Stored items:
※

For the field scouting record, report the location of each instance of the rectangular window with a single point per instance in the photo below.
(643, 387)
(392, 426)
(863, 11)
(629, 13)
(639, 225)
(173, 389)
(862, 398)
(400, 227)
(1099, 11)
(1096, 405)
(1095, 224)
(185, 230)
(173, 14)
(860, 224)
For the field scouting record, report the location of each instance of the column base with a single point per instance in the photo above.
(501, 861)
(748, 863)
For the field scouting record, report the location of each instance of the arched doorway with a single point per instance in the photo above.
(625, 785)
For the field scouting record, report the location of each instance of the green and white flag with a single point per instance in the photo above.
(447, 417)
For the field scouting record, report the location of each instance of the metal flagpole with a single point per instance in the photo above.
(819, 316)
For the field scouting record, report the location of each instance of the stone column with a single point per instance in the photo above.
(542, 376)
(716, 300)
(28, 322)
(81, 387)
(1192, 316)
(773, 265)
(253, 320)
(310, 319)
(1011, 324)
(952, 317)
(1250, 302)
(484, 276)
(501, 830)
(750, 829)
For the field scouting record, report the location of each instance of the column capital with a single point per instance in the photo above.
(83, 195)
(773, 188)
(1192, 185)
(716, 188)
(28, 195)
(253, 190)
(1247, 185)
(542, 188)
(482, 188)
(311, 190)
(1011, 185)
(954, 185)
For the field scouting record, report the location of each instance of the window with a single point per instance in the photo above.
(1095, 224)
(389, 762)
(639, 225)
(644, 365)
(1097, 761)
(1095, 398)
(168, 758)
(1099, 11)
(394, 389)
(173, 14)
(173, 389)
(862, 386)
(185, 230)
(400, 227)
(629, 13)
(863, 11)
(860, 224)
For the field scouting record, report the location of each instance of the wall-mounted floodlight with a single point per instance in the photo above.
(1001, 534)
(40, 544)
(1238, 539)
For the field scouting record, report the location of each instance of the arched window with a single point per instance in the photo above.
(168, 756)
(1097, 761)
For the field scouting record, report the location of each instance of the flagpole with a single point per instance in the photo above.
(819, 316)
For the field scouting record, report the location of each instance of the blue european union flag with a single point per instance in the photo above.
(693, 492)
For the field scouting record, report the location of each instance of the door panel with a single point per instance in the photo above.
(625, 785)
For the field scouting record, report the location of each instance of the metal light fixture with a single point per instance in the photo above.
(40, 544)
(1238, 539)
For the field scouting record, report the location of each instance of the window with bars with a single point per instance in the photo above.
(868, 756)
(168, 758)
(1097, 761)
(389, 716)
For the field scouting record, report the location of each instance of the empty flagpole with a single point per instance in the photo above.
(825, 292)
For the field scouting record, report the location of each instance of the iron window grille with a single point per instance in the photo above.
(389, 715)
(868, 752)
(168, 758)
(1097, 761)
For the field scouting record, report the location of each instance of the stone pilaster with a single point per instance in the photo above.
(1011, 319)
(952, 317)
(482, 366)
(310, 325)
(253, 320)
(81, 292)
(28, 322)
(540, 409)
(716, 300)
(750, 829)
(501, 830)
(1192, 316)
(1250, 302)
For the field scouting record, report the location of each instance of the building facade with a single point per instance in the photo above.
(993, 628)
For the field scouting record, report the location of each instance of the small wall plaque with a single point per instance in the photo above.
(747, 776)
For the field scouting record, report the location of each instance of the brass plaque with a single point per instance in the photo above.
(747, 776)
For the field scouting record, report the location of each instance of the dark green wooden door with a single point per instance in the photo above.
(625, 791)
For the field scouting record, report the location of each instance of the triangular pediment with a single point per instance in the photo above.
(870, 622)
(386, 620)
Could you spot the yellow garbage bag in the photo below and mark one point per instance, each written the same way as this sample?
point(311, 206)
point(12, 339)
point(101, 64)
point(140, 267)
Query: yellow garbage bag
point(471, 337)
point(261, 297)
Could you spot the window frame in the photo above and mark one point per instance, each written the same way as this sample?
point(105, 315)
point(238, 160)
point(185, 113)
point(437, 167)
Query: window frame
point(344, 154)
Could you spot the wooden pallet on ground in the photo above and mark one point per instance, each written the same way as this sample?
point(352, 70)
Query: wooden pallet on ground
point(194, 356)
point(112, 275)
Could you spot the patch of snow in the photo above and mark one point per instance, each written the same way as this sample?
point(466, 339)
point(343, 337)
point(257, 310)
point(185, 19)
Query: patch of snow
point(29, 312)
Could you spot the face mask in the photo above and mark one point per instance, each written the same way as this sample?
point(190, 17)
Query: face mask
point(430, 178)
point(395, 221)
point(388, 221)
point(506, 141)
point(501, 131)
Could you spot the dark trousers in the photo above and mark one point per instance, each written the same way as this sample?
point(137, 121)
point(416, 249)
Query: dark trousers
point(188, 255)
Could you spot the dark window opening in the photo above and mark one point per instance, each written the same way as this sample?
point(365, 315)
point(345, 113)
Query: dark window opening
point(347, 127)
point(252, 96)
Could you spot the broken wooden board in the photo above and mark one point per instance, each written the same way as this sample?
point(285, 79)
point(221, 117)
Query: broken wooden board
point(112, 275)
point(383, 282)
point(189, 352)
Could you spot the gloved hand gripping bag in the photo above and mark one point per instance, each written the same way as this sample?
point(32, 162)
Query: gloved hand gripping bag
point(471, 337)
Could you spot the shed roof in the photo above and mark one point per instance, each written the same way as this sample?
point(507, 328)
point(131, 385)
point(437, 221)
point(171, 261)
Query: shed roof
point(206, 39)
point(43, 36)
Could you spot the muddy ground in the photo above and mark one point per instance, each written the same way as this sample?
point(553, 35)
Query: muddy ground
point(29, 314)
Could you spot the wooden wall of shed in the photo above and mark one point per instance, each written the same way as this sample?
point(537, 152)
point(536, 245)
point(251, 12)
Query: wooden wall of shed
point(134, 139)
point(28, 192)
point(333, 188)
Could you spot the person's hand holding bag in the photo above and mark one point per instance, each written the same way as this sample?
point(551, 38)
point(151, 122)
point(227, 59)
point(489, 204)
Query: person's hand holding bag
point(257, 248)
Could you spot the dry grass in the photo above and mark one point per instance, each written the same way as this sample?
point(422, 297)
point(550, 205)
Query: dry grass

※

What to work on: Count the lines in the records above that contain the word "grass", and give only the number.

Response box: 2